> BRANO PROPOSTO:
——

Mangiare,
bere, amare, credere. Questo si incontra se si fa l’esperimento
di ridurre al minimo il tratto coercitivo del termine
“normale”, prima che si trasformi in una
piattaforma di esercizi per definire ciò che
vogliamo e ciò che non vogliamo. Né mangiare
né bere, né amare né credere sono,
in Cecenia, cose normali. Il resto,
poi, è affidato al capriccio di pochi, e raramente
si struttura in base a principi di non violenza. La
fragilità di un presunto vivere “normale”
si rivela, dentro i confini delle isolate repubbliche
nordcaucasiche,
nella tenacia con cui il Cremlino ha voluto imporre
la strategia della “normalizzazione”. Piú
quest’ultima si imponeva, meno la normalità
mostrava il suo volto umano.
Cominciamo dalla storia: il termine “normalizzazione”
è stato coniato dagli spin doctor del
presidente russo Vladimir Putin nel 2001, ed è
stato sempre utilizzato per avvalorare la tesi della
fine della guerra e la ripresa della ricostruzione.
Solo che ogni volta ne succedeva
una, e la parola, faticosamente tenuta su dalla politica,
cadeva con regolarità sotto i colpi degli accadimenti
reali. Il 23 ottobre 2002 – quando la “normalizzazione”
aveva da poco compiuto il primo anno di vita –
un commando ceceno fa irruzione nel teatro moscovita
della Dubrovka, minacciando di farlo saltare in aria
insieme ai 700 spettatori tenuti in ostaggio, se le
truppe
russe non si fossero ritirate dalla Cecenia. Un blitz
delle teste di cuoio russe armate di gas tossici
la cui composizione non è mai stata resa nota
scattò all’alba del 26 ottobre. Il bilancio
ufficiale fu di 50 morti tra i terroristi e di 129 tra
i civili. Di questi 125 non hanno
retto agli effetti dei gas.
Si torna a parlare di normalizzazione nel marzo 2003,
con la decisione di Putin di convocare un referendum
per l’adozione della Costituzione e per approvare
la successiva convocazione di elezioni presidenziali
prima e legislative poi. Nel gennaio 2004 persino Colin
Powell, allora Segretario di Stato degli Stati Uniti,
impegnati a 360 gradi nella lotta al terrorismo, dichiara:
“La Cecenia fa parte della Russia e la soluzione
del problema è una questione interna alla Federazione
Russa”.

——

> RIGHE DI DATI:
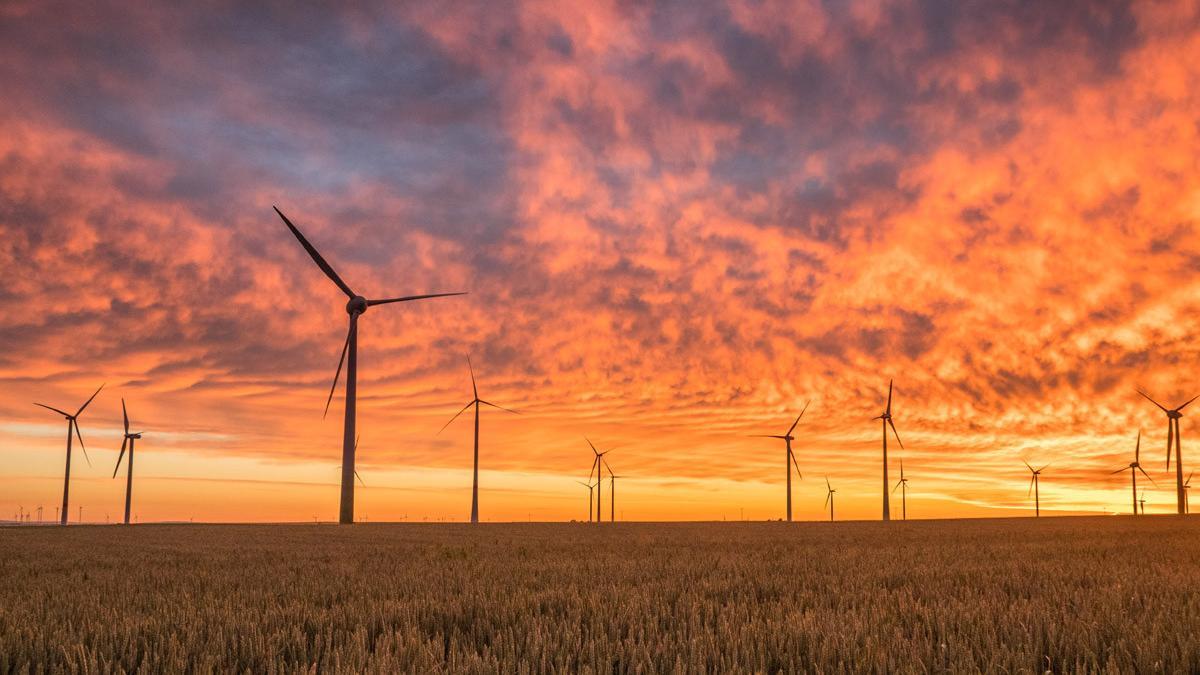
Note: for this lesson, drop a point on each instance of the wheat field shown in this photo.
(1017, 596)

——

> CONSEGNA 1:
Trascrivi fedelmente il passo del brano sulla Cecenia: parti dalle parole "si rivela, dentro" e fermati dopo "ripresa della ricostruzione.".
> CONSEGNA 2:
Rispondi in breve a queste domande sul brano sulla Cecenia, una per riga:
(a) In che anno gli spin doctor di Putin coniarono il termine "normalizzazione"?
(b) Quanti spettatori erano tenuti in ostaggio nel teatro della Dubrovka?
(c) Quale carica ricopriva Colin Powell nel gennaio 2004?
> CONSEGNA 3:
Riscrivi in forma di elenco puntato il paragrafo del brano sulla Cecenia che comincia con "Si torna a parlare di normalizzazione", conservandone i fatti principali.

> RISPOSTA 1:
si rivela, dentro i confini delle isolate repubbliche
nordcaucasiche,
nella tenacia con cui il Cremlino ha voluto imporre
la strategia della “normalizzazione”. Piú
quest’ultima si imponeva, meno la normalità
mostrava il suo volto umano.
Cominciamo dalla storia: il termine “normalizzazione”
è stato coniato dagli spin doctor del
presidente russo Vladimir Putin nel 2001, ed è
stato sempre utilizzato per avvalorare la tesi della
fine della guerra e la ripresa della ricostruzione.

> RISPOSTA 2:
(a) Nel 2001.
(b) 700 spettatori.
(c) Era Segretario di Stato degli Stati Uniti.

> RISPOSTA 3:
- Nel marzo 2003 si torna a parlare di normalizzazione, perché Putin decide di convocare un referendum.
- Il referendum serve ad adottare la Costituzione e ad approvare la successiva convocazione di elezioni, prima presidenziali e poi legislative.
- Nel gennaio 2004 Colin Powell, allora Segretario di Stato degli Stati Uniti, dichiara che la Cecenia fa parte della Russia.
- Secondo Powell, la soluzione del problema è una questione interna alla Federazione Russa.